27/09/2023
We made a field visit and met some of the people who oversee the operations at the Lorraine Hewitt House, a NHS-funded drug and alcohol treatment centre in Brixton. One of them was Martin, a member of the centre’s service user council, a panel of people who have lived experience with drug dependency that sit on the board that decides drug treatment policy at the local level. It was an insightful, educational meeting. Rarely do treatment centres give service users a voice, including in the UK itself. This one does.
That is why I’m in London by the way, to learn about drugs and drug policy under a fellowship with Release, UK’s national expert on drugs and drug policy. Prohibitionist and punitive approach to drugs have always been first and foremost about political control. It is rooted in the establishment’s attempt at using the criminal (in)justice system to suppress and stigmatise communities or peoples that were critical of them. But the war on drugs is obviously a massive failure, and there is a growing call to abolish a system that prefers to dehumanise and punish. Drug dependency is a public health issue, and our response should be evidence-based.
The Lorraine Hewitt House provides needle and syringe exchange (tukar jarum) and opioid substitution therapy (usually with m**hadone, buprenorphine or sometimes diamorphine) and other types of harm reduction programmes, including for amphetamine based substances like m**h and soon crack-cocaine. It also provides psychological support whereas Release would collaborate to provide legal services.

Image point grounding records
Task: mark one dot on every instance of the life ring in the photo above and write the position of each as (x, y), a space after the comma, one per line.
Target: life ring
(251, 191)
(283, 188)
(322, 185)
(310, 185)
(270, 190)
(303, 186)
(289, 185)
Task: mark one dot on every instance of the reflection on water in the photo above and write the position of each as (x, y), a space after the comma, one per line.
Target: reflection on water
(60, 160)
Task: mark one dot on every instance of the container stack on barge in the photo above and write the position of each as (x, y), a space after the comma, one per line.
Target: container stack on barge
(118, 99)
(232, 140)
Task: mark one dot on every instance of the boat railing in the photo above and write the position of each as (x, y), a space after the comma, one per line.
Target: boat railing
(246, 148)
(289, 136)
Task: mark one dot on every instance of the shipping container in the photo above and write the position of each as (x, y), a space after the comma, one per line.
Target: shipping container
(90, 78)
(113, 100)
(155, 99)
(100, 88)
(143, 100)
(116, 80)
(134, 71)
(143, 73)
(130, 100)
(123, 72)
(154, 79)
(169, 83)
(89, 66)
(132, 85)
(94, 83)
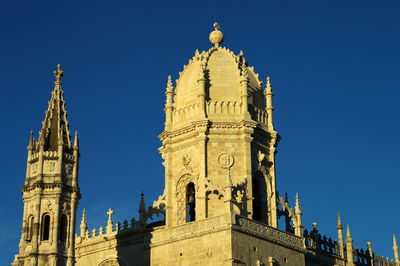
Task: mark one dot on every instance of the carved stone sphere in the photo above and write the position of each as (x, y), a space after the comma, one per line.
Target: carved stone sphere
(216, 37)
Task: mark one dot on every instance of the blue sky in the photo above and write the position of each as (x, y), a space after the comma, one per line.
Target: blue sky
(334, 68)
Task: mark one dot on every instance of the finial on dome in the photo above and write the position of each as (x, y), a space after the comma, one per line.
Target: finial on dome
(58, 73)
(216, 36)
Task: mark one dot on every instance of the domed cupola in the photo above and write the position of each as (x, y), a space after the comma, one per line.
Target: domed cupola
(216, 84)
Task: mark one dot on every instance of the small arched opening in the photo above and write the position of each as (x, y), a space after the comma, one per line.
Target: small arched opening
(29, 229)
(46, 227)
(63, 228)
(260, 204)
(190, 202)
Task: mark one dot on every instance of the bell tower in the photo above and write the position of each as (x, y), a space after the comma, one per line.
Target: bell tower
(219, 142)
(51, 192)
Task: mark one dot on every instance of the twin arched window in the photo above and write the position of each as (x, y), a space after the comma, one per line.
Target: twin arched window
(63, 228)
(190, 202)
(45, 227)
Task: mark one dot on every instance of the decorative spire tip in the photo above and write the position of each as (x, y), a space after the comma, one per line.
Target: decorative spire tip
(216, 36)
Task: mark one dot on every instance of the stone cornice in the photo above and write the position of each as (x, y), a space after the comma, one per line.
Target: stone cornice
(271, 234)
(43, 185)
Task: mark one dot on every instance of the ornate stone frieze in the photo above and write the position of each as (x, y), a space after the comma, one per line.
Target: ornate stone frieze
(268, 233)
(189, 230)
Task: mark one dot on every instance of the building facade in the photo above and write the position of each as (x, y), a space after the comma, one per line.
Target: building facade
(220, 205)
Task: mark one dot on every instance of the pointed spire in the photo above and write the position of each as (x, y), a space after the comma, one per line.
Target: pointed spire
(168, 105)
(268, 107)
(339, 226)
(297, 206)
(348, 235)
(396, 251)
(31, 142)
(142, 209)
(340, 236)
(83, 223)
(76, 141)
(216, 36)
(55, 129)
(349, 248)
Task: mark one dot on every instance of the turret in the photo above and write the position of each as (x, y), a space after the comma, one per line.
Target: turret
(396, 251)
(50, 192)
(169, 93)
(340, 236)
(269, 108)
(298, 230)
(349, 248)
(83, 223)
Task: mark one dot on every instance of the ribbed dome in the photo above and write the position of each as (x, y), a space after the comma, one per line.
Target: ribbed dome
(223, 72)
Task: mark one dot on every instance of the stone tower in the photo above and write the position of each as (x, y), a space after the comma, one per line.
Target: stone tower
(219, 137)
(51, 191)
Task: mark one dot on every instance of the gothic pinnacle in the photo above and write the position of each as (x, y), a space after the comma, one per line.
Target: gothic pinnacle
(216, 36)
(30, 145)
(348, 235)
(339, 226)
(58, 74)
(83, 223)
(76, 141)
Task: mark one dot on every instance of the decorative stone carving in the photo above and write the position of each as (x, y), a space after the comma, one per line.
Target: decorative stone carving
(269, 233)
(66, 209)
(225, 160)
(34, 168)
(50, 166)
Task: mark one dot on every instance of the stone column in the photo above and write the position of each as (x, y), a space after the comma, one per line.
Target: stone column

* * *

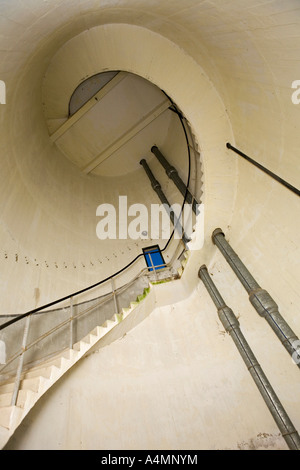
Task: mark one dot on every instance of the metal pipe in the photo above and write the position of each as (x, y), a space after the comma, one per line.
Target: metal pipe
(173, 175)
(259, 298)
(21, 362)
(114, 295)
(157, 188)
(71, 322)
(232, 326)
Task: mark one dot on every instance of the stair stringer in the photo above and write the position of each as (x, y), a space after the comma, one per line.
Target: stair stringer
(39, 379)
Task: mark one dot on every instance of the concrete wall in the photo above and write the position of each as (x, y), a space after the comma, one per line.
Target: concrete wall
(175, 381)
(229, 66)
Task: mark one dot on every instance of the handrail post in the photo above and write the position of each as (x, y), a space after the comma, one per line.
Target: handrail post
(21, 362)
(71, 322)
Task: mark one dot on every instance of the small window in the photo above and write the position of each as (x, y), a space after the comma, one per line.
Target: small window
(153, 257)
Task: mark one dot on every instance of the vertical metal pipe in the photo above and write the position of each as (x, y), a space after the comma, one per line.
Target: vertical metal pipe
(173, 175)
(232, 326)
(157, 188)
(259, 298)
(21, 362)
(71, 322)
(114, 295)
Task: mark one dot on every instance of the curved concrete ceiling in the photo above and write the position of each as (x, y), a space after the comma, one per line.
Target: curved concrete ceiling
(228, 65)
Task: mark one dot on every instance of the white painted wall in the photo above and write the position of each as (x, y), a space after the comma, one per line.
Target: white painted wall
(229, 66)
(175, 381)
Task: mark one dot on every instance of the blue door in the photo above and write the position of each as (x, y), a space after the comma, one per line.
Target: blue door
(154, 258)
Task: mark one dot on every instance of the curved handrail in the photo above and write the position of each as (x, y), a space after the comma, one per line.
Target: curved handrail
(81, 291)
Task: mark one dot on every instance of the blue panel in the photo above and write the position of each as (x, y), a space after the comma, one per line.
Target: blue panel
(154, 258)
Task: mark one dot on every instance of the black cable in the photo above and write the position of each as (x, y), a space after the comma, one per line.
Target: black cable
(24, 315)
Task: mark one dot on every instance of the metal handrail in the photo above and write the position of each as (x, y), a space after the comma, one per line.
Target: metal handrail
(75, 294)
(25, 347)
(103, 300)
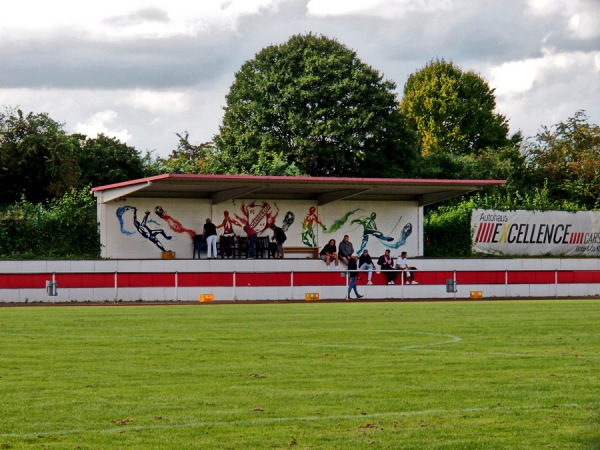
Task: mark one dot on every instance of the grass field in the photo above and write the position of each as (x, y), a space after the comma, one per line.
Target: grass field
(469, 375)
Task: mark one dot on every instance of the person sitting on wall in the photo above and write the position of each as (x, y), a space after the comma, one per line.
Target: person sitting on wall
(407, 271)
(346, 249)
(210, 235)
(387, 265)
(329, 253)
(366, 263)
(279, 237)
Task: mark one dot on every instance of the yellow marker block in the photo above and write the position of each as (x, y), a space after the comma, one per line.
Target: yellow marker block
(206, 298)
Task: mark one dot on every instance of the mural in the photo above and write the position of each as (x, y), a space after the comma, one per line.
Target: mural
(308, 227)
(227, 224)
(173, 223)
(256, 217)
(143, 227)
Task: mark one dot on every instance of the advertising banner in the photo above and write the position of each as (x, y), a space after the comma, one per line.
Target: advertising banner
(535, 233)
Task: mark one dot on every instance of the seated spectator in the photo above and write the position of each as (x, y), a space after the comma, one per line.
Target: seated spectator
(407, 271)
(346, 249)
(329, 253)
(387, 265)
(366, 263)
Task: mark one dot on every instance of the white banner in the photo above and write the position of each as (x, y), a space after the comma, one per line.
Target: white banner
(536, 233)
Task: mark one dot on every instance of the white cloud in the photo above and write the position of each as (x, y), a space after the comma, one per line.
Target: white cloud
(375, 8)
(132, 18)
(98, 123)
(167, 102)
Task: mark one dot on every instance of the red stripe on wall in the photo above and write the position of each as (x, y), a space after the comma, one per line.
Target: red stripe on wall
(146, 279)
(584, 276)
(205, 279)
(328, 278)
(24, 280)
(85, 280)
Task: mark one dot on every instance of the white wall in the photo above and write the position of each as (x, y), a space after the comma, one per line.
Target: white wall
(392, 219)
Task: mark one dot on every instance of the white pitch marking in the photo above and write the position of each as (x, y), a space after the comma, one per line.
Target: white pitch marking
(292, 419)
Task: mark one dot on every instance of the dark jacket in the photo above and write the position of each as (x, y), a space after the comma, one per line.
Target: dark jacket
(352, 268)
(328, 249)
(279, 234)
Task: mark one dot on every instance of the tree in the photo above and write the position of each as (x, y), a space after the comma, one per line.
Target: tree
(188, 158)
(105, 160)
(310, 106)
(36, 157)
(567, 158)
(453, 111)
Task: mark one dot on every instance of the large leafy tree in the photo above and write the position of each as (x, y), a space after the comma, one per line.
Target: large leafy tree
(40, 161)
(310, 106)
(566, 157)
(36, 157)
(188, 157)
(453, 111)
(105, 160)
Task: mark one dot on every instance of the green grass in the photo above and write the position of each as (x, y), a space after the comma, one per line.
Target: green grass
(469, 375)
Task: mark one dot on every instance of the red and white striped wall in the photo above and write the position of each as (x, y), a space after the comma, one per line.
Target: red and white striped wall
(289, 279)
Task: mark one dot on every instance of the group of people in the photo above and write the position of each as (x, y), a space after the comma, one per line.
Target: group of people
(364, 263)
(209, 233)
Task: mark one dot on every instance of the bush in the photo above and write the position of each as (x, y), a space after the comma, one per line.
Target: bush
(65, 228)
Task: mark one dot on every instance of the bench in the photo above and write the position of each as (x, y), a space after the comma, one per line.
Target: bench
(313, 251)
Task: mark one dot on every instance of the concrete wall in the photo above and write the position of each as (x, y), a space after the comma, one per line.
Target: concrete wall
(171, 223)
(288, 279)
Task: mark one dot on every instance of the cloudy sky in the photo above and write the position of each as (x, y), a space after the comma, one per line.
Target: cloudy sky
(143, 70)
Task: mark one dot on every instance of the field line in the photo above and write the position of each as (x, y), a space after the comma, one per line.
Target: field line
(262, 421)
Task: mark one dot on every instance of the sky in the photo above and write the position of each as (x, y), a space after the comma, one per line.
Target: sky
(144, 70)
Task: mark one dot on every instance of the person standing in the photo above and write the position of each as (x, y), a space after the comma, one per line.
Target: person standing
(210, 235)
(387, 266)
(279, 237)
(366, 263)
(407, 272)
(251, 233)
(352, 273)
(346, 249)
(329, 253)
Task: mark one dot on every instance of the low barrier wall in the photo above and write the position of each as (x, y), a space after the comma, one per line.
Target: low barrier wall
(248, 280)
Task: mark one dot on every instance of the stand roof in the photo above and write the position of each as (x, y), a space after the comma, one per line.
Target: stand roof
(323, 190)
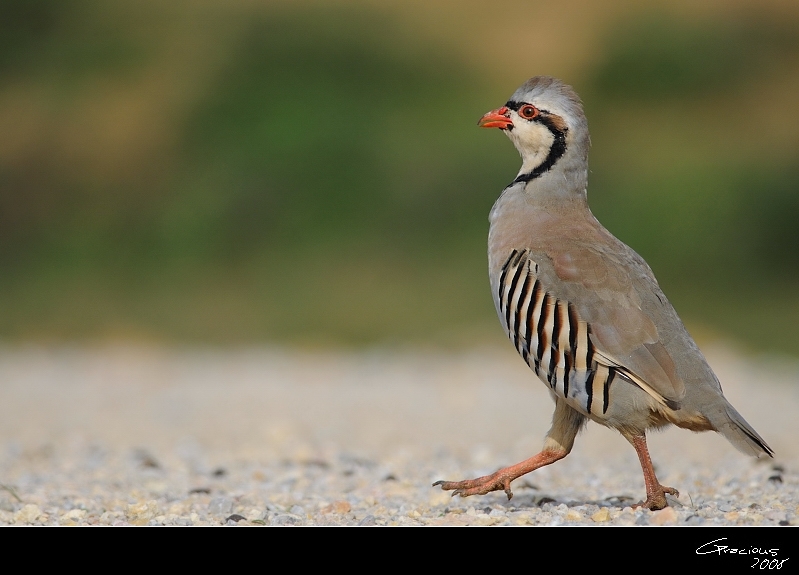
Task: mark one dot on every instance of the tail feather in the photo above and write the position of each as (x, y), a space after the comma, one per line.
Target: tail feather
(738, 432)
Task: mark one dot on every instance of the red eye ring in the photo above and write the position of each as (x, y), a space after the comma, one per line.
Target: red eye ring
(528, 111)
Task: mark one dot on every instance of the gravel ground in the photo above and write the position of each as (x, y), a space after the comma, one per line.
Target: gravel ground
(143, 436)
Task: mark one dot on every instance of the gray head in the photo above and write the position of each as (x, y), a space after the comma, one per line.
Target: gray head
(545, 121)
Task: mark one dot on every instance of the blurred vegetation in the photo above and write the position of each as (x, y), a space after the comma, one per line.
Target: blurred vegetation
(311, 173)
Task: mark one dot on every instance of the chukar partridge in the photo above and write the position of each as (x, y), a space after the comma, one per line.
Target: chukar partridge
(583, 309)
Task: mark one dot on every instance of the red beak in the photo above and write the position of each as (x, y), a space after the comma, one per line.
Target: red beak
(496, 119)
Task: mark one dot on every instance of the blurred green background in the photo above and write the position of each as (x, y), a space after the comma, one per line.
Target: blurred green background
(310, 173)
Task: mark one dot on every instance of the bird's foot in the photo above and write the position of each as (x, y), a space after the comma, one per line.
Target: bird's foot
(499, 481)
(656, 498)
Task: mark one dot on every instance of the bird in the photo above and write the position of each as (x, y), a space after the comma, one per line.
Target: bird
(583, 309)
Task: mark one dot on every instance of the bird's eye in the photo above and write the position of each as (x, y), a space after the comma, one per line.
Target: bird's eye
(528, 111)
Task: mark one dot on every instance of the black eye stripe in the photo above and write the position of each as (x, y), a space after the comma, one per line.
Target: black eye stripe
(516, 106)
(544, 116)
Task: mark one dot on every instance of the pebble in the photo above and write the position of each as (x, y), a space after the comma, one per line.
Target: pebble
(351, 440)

COMPLETE THE FOLLOWING:
1 > For each statement, say whether it agrees with the text on the Lorraine Hewitt House. Answer yes or no and quote the words from the text that decide it: (a) Martin belongs to the centre's service user council. (b) The centre is privately funded. (c) The centre provides legal services on its own.
2 > Duplicate the part of the text on the Lorraine Hewitt House from "That is why" up to and including "should be evidence-based.", word for word.
The records are separate material and have nothing to do with the text on the Lorraine Hewitt House.

ANSWERS PROVIDED:
1 >
(a) Yes: "One of them was Martin, a member of the centre’s service user council"
(b) No: "a NHS-funded drug and alcohol treatment centre in Brixton"
(c) No: "It also provides psychological support whereas Release would collaborate to provide legal services."

2 >
That is why I’m in London by the way, to learn about drugs and drug policy under a fellowship with Release, UK’s national expert on drugs and drug policy. Prohibitionist and punitive approach to drugs have always been first and foremost about political control. It is rooted in the establishment’s attempt at using the criminal (in)justice system to suppress and stigmatise communities or peoples that were critical of them. But the war on drugs is obviously a massive failure, and there is a growing call to abolish a system that prefers to dehumanise and punish. Drug dependency is a public health issue, and our response should be evidence-based.